**CONSIGNE A:** Recopiez du texte extrait tout ce qui va de « Il fait référence » jusqu'à « de cette dernière. ».
**CONSIGNE B:** D'après le texte extrait, depuis quelle année Franco Giulio Brambilla est-il évêque de Novara ?

« Face au nombre de banalités qui circulent, l’honnêteté intellectuelle du cardinal Walter Brandmüller apporte un critère d’historicité qui vaut pour tous les Conciles et encore plus pour Vatican II ».
Voilà ce qu’écrit le théologien réputé et évêque Franco Giulio Brambilla dans la lettre retranscrite ci-dessous.
Il fait référence à la controverse qui s’est jouée il y a quelques jours sur Settimo Cielo entre d’une part l’attaque téméraire contre le Concile Vatican II lancée ces dernières semaines par l’archevêque Carlo maria Viganò et d’autre part la « lectio magistralis » du cardinal Brandmüller sur l’interprétation théologique et historique correcte qu’il convient de faire de ce concile et de tous les autres :
> Sul Concilio una lettera di Viganò e una lezione di Brandmüller. Chi ha ragione e chi no
Âgé de 71 ans, Mgr Brambilla est né et a grandi dans l’archidiocèse de Milan, il est évêque de Novara depuis 2011 et vice-président de la Conférence épiscopale italienne depuis 2015, en plus d’avoir été élu en 2017 dans la terna proposée au Pape pour accéder à la présidence de cette dernière.

**Données de masques de segmentation:**

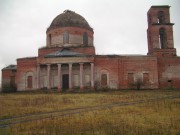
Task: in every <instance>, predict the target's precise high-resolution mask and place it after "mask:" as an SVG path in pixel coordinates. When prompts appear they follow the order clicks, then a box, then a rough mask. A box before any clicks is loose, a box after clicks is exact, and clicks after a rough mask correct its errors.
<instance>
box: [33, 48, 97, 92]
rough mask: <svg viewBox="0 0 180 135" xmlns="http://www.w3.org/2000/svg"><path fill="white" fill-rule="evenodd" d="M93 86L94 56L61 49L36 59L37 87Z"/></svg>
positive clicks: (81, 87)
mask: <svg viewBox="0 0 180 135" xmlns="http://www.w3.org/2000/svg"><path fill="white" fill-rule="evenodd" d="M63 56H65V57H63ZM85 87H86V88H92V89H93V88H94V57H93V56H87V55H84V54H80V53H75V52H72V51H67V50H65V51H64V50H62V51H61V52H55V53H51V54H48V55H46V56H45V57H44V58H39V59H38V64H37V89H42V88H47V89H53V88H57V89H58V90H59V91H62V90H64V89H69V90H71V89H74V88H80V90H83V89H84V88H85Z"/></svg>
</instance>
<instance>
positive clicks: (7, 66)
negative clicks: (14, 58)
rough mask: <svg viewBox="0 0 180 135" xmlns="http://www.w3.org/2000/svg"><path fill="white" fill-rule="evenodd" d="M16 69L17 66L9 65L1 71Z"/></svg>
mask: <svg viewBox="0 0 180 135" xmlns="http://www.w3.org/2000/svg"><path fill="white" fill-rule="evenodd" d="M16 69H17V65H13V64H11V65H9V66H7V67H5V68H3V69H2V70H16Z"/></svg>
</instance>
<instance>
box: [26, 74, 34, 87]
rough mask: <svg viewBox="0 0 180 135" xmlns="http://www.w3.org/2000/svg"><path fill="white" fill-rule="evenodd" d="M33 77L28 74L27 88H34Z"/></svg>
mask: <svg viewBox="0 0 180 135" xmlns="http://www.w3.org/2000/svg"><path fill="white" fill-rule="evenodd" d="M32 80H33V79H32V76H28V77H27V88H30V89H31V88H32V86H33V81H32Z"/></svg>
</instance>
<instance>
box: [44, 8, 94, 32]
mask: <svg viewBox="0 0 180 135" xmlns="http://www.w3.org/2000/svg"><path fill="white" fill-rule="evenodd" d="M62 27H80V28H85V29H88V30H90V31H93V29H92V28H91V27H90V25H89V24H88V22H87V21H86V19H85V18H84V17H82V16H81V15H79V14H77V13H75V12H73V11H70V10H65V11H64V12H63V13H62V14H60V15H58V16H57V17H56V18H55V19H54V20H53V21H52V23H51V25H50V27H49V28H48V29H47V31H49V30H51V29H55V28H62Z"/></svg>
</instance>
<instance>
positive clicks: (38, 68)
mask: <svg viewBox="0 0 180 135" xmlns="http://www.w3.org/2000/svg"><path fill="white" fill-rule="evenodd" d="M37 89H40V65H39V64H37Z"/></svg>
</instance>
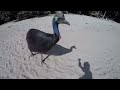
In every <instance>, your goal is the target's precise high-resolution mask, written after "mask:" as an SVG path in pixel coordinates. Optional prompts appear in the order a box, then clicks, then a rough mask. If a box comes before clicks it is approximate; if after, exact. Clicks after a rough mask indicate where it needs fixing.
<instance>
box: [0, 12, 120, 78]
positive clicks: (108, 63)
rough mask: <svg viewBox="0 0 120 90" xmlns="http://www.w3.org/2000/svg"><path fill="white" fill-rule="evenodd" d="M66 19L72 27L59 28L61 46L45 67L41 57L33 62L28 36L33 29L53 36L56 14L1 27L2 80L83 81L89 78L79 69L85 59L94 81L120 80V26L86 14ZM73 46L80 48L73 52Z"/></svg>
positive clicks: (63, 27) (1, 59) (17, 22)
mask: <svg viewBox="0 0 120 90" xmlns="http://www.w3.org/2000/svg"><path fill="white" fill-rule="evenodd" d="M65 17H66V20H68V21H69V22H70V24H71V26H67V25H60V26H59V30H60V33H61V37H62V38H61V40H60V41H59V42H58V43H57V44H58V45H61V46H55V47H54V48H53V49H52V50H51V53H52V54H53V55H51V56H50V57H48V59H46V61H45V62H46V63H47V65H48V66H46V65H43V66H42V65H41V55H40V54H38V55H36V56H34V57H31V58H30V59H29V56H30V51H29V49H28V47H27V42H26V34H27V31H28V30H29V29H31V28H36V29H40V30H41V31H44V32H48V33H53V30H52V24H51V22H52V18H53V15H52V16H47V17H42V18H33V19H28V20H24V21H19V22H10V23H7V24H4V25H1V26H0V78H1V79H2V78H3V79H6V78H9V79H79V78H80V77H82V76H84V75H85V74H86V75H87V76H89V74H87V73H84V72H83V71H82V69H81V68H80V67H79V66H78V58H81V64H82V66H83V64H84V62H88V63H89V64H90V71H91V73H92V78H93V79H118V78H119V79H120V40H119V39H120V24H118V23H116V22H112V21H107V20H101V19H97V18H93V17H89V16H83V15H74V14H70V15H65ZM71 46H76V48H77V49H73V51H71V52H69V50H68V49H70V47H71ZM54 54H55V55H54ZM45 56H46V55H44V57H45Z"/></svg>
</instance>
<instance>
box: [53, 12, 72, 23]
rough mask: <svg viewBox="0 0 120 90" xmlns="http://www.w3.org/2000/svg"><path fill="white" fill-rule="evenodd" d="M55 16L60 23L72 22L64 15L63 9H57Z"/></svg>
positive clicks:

---

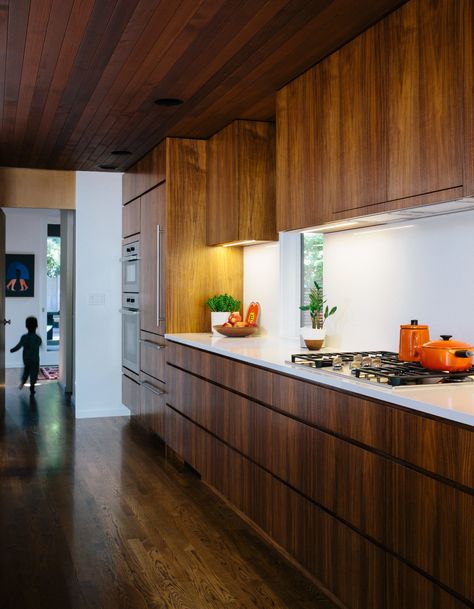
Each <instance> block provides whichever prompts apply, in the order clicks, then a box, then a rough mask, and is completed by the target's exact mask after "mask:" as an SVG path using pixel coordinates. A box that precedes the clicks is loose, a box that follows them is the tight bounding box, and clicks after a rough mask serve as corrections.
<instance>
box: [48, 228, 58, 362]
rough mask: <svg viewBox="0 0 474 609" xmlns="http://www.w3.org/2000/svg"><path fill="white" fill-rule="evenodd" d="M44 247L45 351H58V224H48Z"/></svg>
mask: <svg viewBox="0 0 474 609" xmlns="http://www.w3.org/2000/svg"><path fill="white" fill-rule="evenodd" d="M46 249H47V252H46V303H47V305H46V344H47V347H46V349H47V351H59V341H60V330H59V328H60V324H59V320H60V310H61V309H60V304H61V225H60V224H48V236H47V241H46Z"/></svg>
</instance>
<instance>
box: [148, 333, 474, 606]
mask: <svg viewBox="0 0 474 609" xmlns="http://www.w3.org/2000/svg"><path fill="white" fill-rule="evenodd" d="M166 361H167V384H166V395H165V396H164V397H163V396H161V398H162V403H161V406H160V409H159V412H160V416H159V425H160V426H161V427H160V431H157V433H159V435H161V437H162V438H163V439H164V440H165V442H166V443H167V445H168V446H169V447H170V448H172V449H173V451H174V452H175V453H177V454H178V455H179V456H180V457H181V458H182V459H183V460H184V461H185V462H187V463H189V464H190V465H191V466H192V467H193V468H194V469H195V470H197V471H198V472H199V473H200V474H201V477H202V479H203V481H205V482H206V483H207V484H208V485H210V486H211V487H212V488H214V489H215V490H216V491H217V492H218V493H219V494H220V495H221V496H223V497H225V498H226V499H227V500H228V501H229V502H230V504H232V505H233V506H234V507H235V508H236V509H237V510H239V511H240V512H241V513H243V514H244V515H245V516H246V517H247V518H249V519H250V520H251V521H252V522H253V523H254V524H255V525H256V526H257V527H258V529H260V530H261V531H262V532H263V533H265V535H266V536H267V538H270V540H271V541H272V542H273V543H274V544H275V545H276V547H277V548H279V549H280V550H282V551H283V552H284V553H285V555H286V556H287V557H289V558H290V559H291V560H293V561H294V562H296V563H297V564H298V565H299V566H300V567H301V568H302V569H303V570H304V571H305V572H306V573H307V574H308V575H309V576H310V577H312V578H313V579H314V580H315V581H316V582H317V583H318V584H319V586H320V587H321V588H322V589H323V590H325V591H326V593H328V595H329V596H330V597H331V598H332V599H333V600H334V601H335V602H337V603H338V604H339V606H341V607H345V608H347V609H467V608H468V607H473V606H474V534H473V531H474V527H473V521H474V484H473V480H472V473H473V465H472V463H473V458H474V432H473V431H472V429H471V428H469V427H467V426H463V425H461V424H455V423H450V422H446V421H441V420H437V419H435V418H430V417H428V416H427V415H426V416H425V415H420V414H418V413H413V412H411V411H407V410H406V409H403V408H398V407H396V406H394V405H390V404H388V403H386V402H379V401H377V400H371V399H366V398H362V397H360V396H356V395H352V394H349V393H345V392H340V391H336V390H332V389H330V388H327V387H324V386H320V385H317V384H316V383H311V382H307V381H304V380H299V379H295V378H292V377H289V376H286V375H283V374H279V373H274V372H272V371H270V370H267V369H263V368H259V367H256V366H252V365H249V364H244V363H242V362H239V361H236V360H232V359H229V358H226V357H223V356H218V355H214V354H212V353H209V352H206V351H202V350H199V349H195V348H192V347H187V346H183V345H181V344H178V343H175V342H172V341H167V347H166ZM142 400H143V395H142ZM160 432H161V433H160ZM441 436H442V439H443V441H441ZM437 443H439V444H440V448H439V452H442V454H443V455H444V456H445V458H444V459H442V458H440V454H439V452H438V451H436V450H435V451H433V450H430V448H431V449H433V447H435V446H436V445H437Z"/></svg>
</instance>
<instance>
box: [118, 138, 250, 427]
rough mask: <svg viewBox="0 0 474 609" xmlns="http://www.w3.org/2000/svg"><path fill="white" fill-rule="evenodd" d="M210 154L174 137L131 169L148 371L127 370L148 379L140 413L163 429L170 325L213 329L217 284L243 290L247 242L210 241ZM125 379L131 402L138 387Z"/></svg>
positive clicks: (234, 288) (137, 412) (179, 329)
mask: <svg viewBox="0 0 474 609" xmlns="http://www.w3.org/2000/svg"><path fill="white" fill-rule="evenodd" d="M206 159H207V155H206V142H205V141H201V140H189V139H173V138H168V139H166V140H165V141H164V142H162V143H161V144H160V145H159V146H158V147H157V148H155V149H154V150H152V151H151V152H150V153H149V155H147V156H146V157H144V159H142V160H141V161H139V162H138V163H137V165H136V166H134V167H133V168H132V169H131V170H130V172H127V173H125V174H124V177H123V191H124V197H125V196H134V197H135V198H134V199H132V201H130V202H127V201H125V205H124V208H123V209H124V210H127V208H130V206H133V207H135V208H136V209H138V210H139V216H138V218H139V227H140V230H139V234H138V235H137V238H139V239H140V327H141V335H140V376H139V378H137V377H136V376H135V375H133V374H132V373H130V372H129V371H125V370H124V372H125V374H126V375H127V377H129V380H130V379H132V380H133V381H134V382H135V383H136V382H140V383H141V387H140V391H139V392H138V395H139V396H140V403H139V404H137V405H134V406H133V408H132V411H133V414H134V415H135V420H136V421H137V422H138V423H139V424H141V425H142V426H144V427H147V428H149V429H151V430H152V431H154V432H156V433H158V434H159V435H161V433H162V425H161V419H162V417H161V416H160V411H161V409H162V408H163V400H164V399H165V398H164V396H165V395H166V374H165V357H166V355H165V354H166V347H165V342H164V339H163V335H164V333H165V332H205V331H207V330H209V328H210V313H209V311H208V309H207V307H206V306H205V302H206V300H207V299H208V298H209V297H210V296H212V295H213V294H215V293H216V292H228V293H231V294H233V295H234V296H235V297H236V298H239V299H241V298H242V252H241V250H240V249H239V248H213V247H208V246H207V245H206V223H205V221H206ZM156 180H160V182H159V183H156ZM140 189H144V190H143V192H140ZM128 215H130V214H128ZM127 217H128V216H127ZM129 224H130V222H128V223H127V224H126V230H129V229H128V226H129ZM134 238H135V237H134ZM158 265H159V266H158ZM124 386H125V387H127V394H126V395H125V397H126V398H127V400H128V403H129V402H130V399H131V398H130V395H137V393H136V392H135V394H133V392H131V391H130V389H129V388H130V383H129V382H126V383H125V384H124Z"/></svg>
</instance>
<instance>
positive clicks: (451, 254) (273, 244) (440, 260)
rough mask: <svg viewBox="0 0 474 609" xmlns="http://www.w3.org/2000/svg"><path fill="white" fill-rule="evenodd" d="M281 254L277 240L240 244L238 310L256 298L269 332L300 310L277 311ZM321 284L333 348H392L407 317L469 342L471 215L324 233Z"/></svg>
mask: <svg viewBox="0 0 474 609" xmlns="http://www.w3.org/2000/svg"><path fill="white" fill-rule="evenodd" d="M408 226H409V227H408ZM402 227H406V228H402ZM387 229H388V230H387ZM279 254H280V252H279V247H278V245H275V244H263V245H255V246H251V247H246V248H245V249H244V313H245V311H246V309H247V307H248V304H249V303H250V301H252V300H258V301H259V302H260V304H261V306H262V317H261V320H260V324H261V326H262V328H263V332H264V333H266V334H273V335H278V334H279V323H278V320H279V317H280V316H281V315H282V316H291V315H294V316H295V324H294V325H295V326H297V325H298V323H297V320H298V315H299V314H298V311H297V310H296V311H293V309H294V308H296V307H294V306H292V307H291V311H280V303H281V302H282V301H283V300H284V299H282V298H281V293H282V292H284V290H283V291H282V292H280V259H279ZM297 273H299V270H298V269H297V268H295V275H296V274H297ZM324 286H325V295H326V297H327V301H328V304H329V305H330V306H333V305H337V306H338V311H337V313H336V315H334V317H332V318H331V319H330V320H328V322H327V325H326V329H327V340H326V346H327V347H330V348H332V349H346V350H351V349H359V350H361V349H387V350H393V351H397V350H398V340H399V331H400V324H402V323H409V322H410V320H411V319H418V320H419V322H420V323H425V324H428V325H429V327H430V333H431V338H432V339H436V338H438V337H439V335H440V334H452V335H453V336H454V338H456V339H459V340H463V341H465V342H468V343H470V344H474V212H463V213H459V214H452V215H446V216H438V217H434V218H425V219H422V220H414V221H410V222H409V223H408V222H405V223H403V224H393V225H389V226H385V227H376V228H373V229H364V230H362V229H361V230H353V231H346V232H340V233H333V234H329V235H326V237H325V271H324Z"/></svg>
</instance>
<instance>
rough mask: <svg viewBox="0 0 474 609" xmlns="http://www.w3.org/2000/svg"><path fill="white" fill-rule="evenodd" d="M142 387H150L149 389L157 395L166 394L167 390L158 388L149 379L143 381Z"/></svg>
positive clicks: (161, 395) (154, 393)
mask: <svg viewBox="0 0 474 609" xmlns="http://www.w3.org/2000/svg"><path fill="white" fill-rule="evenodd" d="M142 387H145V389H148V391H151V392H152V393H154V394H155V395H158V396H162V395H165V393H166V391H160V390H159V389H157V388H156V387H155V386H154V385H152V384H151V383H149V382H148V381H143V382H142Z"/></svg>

**RÉSULTAT OBTENU A:**
Il fait référence à la controverse qui s’est jouée il y a quelques jours sur Settimo Cielo entre d’une part l’attaque téméraire contre le Concile Vatican II lancée ces dernières semaines par l’archevêque Carlo maria Viganò et d’autre part la « lectio magistralis » du cardinal Brandmüller sur l’interprétation théologique et historique correcte qu’il convient de faire de ce concile et de tous les autres :
> Sul Concilio una lettera di Viganò e una lezione di Brandmüller. Chi ha ragione e chi no
Âgé de 71 ans, Mgr Brambilla est né et a grandi dans l’archidiocèse de Milan, il est évêque de Novara depuis 2011 et vice-président de la Conférence épiscopale italienne depuis 2015, en plus d’avoir été élu en 2017 dans la terna proposée au Pape pour accéder à la présidence de cette dernière.

**RÉSULTAT OBTENU B:** Depuis 2011.